Start of ENTRIES SHOWN

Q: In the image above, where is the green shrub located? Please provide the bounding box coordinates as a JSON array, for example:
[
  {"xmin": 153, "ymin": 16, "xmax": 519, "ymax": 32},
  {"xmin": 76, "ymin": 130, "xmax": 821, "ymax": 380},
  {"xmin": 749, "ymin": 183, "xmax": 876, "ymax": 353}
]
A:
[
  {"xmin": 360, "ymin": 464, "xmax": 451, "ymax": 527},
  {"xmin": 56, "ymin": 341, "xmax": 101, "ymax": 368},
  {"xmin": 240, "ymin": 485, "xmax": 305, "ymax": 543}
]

End of ENTRIES SHOWN

EXERCISE OBJECTIVE
Each line above must be retyped exactly.

SOLUTION FOR THIS EXERCISE
Q: In the image above, where is the green shrub located? Please provide the bounding box coordinates as a JSON array, for example:
[
  {"xmin": 153, "ymin": 16, "xmax": 519, "ymax": 32},
  {"xmin": 76, "ymin": 130, "xmax": 821, "ymax": 380},
  {"xmin": 749, "ymin": 183, "xmax": 876, "ymax": 353}
]
A:
[
  {"xmin": 360, "ymin": 464, "xmax": 451, "ymax": 527},
  {"xmin": 56, "ymin": 341, "xmax": 101, "ymax": 368},
  {"xmin": 240, "ymin": 485, "xmax": 305, "ymax": 543}
]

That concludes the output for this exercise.